**** DATA LISTING

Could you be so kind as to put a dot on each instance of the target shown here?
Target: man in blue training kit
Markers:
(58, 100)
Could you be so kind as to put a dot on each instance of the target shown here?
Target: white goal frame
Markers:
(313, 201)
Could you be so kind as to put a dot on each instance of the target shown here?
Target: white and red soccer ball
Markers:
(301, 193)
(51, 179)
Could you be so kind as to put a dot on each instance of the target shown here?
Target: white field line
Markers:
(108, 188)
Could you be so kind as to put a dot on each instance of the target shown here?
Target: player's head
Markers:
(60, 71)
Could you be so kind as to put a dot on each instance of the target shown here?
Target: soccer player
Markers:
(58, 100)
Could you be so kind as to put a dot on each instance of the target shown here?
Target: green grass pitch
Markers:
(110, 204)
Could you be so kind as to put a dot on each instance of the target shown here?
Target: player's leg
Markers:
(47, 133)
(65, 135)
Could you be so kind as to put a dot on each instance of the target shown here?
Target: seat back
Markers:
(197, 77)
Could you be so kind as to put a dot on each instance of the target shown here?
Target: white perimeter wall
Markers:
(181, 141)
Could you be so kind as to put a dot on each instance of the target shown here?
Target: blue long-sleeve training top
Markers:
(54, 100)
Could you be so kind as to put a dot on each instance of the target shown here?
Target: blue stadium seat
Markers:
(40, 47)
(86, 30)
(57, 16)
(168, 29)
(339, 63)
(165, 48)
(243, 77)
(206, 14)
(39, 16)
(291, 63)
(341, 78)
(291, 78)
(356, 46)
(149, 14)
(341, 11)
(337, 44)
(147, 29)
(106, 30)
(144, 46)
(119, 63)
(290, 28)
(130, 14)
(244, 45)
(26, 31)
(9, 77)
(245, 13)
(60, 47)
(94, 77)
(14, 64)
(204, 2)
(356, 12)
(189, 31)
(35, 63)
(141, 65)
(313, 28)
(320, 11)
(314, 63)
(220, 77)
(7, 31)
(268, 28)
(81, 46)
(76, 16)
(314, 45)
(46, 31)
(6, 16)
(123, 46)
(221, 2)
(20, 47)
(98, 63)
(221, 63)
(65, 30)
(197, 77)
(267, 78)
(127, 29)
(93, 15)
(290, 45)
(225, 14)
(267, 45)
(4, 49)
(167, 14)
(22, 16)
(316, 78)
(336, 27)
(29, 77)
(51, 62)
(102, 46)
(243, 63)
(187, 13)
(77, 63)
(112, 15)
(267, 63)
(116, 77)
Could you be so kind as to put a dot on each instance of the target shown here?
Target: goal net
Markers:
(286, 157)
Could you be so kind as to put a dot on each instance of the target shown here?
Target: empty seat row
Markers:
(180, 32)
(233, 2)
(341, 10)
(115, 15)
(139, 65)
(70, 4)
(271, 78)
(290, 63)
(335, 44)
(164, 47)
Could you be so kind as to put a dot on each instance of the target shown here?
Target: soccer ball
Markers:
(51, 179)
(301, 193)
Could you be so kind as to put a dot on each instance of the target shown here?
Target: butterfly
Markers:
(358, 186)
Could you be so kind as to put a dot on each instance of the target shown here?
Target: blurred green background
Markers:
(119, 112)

********

• DESCRIPTION OF THE TASK: Copy from the entries above each line in which the string "goal" can be found.

• YOUR RESPONSE:
Target: white goal frame
Target: goal net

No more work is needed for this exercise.